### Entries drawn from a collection
· · · ·

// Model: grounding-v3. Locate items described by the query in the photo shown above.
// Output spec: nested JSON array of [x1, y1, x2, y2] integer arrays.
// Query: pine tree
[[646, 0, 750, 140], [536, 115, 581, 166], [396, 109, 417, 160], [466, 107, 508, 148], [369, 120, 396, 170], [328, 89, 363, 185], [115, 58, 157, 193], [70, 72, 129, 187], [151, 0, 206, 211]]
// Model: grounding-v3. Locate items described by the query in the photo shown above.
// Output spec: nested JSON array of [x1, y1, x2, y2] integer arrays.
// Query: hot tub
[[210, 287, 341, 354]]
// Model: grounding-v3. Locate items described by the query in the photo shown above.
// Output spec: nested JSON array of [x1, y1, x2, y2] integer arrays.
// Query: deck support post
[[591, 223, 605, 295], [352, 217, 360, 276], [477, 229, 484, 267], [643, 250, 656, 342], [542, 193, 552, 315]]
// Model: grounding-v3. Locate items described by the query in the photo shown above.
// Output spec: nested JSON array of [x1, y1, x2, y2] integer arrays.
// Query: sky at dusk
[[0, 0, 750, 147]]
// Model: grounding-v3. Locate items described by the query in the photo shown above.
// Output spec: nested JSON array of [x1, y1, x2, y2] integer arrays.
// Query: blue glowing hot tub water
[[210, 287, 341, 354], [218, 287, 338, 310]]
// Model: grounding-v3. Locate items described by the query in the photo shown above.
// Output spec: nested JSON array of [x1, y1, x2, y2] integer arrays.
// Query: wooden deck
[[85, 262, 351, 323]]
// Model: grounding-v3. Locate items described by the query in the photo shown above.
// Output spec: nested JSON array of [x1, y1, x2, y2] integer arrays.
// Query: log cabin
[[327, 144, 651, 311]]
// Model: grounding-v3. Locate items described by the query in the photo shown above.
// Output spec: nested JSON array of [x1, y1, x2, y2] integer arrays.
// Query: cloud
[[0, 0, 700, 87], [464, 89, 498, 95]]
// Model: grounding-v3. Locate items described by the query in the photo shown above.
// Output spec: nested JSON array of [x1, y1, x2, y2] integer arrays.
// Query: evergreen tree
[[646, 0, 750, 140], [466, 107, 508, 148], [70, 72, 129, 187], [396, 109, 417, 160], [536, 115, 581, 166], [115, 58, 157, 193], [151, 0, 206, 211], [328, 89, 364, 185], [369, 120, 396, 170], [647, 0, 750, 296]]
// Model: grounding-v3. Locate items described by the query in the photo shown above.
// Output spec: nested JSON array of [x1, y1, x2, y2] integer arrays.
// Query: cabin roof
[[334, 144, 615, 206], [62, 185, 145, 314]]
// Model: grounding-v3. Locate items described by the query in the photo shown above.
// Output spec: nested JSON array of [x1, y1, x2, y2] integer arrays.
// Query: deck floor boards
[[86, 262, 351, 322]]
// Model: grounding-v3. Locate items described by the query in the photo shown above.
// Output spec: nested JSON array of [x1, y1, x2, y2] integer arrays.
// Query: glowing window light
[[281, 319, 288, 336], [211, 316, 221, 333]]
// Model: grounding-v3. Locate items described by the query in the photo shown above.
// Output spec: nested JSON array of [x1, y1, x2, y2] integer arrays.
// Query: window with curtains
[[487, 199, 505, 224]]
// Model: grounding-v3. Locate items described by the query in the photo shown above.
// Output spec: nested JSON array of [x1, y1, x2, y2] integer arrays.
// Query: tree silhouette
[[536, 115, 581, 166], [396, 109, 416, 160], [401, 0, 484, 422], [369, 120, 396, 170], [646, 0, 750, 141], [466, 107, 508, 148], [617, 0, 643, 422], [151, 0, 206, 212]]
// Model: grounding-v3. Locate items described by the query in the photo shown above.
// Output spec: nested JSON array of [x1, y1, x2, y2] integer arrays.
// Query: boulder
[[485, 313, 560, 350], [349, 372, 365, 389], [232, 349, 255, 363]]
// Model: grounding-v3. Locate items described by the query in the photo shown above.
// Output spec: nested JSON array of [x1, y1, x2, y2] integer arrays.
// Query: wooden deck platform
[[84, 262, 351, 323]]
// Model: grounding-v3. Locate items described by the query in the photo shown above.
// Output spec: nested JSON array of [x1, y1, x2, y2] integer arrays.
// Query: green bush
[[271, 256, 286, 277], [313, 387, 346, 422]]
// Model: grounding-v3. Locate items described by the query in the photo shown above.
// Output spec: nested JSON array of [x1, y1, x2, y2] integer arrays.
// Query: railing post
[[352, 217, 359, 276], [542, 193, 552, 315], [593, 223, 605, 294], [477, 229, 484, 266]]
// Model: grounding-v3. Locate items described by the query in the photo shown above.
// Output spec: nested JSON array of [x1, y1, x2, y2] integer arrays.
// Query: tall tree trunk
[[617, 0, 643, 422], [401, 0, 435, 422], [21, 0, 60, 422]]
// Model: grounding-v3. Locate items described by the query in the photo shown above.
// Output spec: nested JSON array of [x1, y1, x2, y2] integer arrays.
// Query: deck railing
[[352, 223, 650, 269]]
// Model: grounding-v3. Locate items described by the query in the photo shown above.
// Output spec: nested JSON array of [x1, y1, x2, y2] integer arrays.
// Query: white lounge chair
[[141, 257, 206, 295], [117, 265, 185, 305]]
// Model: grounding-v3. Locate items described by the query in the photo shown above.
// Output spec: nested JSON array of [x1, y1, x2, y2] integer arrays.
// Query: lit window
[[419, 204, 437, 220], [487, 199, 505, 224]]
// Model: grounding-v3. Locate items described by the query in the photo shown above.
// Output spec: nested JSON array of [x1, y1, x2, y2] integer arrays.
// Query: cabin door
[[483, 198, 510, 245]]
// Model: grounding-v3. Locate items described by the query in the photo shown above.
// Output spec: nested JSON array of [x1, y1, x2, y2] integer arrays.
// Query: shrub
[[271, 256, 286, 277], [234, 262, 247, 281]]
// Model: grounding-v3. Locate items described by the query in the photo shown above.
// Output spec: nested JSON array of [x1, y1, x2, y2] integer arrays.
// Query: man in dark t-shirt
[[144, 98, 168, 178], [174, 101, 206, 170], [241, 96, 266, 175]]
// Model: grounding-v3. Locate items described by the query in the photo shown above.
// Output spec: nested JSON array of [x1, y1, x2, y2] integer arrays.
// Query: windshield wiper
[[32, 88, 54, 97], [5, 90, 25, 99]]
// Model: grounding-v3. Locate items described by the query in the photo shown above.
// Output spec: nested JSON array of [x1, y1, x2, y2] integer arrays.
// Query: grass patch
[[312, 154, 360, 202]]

· · · ·

### What the task asks
Return all of the entries above character for character, changing nothing.

### Result of this task
// Model: grounding-v3. Locate items described by the query in the photo shown above.
// Output spec: nested JSON array of [x1, y1, x2, y2] integer arrays.
// Query: pine tree
[[646, 0, 750, 140], [536, 115, 581, 166], [396, 109, 417, 160], [466, 107, 508, 148], [369, 120, 396, 170], [328, 89, 363, 185], [115, 58, 157, 193], [70, 72, 129, 187], [151, 0, 206, 211]]
// Model: grounding-v3. Locate items described by the query in the photo shown above.
// Output spec: nested JSON array of [x1, y1, x2, y2] integer arrays.
// Query: hot tub
[[210, 287, 341, 354]]
// Model: grounding-v3. Locate items described by the query in the photo shown above.
// Output spec: nested JSON array of [x1, y1, x2, y2] integer arrays.
// Query: deck support post
[[591, 223, 605, 295], [352, 217, 360, 276], [477, 229, 484, 267], [643, 250, 656, 342], [542, 193, 552, 315]]
// Model: grounding-v3. Locate items described by the query in the photo shown above.
// Output spec: nested JSON array of [x1, y1, x2, y2] integer arrays.
// Query: sky at dusk
[[0, 0, 750, 147]]
// Model: grounding-v3. Locate items described by the query in the photo shown above.
// Output spec: nested JSON array of [x1, y1, x2, y2] integer arrays.
// Query: blue glowing hot tub water
[[210, 287, 341, 354], [218, 287, 338, 310]]
// Model: grounding-v3. Locate items described by the query in the photo shown above.
// Output spec: nested JSON array of [x1, y1, x2, y2] integer arrays.
// Query: wooden deck
[[85, 262, 351, 323]]
// Model: grounding-v3. Locate items described by the query in the photo shown above.
// Output spec: nested JSON array of [x1, y1, x2, y2] integer arrays.
// Query: log cabin
[[327, 144, 651, 311]]
// Model: grounding-v3. Locate items described by the query in the photo shown above.
// Output spec: nested JSON array of [x1, y1, x2, y2] integer arrays.
// Query: cloud
[[0, 0, 700, 87], [464, 89, 498, 95]]
// Model: grounding-v3. Locate items described by the query in the photo shown above.
// Output spec: nested JSON array of [x1, y1, x2, y2] integer arrays.
// Query: evergreen tree
[[646, 0, 750, 140], [466, 107, 508, 148], [70, 72, 129, 187], [396, 109, 417, 160], [536, 115, 581, 166], [115, 58, 157, 193], [151, 0, 206, 211], [328, 89, 364, 185], [369, 120, 396, 170], [647, 0, 750, 296]]
// Model: grounding-v3. Locate items described by the query in the photo shown above.
// Output spec: nested JSON array of [x1, y1, x2, y2] integer arrays.
// Query: cabin roof
[[334, 144, 615, 206], [62, 185, 145, 314]]
// Model: grounding-v3. Locate items described by the query in the photo shown above.
// Output spec: nested JSON array of [x1, y1, x2, y2] integer arrays.
// Query: deck floor boards
[[86, 262, 351, 322]]
// Model: grounding-v3. Locate items described by the query in the photo shown above.
// Output spec: nested JSON array of [x1, y1, x2, y2] integer arrays.
// Query: glowing window light
[[281, 319, 288, 336], [211, 316, 221, 333]]
// Model: grounding-v3. Locate items described by the query in the photo shown above.
// Output spec: nested JSON array of [x1, y1, x2, y2] integer arrays.
// Query: window with curtains
[[487, 199, 505, 224]]
// Model: grounding-v3. Locate items described by the query in the photo shown above.
// Output spec: nested JSON array of [x1, y1, x2, y2] integer arrays.
// Query: tree silhouette
[[536, 115, 581, 166], [396, 109, 416, 160], [401, 0, 484, 422], [369, 120, 396, 170], [646, 0, 750, 141], [466, 107, 508, 148], [617, 0, 643, 422], [151, 0, 206, 212]]
// Model: grounding-v3. Locate items described by the query in the photo shown above.
// Output spec: nested JSON array of [x1, y1, x2, y2] integer arrays.
// Query: boulder
[[485, 313, 560, 350], [349, 372, 365, 389], [232, 349, 255, 363]]
// Model: grounding-v3. Locate items described by the query in the photo shown above.
// Output spec: nested JSON array of [x1, y1, x2, y2] integer arrays.
// Query: wooden deck platform
[[84, 262, 351, 323]]
// Model: grounding-v3. Locate items described by the query in the photo shown above.
// Output spec: nested JSON array of [x1, y1, x2, y2] integer arrays.
// Query: green bush
[[271, 256, 286, 277], [313, 387, 346, 422]]
// Model: grounding-v3. Locate items described by the query in the photo shown above.
// Output spec: nested JSON array of [x1, y1, x2, y2] integer arrays.
// Query: railing post
[[352, 217, 359, 276], [542, 193, 552, 315], [593, 223, 605, 294], [477, 229, 484, 266]]
// Model: grounding-v3. Locate items described by the query in the photo shown above.
// Output spec: nested JSON array of [x1, y1, x2, y2] integer arrays.
// Query: tall tree trunk
[[617, 0, 643, 422], [401, 0, 435, 422], [21, 0, 60, 422]]
// Model: grounding-v3. Locate items described by the query in the photo shown above.
// Output spec: nested JSON array of [x1, y1, x2, y2] integer arrays.
// Query: deck railing
[[352, 223, 650, 269]]
// Model: grounding-v3. Locate items described by the query in the photo shown above.
// Output spec: nested JSON array of [x1, y1, x2, y2] integer arrays.
// Query: white lounge chair
[[141, 257, 206, 295], [117, 265, 185, 305]]
// Model: grounding-v3. Locate items described by the query in the photo shown above.
// Output spec: nested JSON array of [x1, y1, x2, y2] integer arrays.
// Query: lit window
[[419, 204, 437, 220], [487, 199, 505, 224]]
// Model: grounding-v3. Locate items described by the query in the photo shown above.
// Output spec: nested JSON array of [x1, y1, x2, y2] integer arrays.
// Query: cabin door
[[483, 198, 510, 245]]
// Model: grounding-v3. Locate items described by the query in the photo shown above.
// Output spec: nested JSON array of [x1, y1, x2, y2] integer arrays.
// Query: shrub
[[271, 256, 286, 277], [234, 262, 247, 281]]
// Model: grounding-v3. Locate items described by the query in the photo shown above.
// Output spec: nested JSON array of [x1, y1, x2, y2] integer arrays.
// Query: man in dark t-shirt
[[144, 98, 168, 178], [174, 101, 206, 170], [241, 96, 266, 175]]
// Model: grounding-v3. Locate items described by the query in the photo shown above.
// Output spec: nested JSON array of [x1, y1, x2, y2] integer arrays.
// Query: windshield wiper
[[32, 88, 54, 97], [5, 90, 25, 99]]
// Model: grounding-v3. Locate items described by the query in the photo shown above.
// Output spec: nested JSON array of [x1, y1, x2, y2] integer arrays.
// Query: grass patch
[[312, 154, 360, 202]]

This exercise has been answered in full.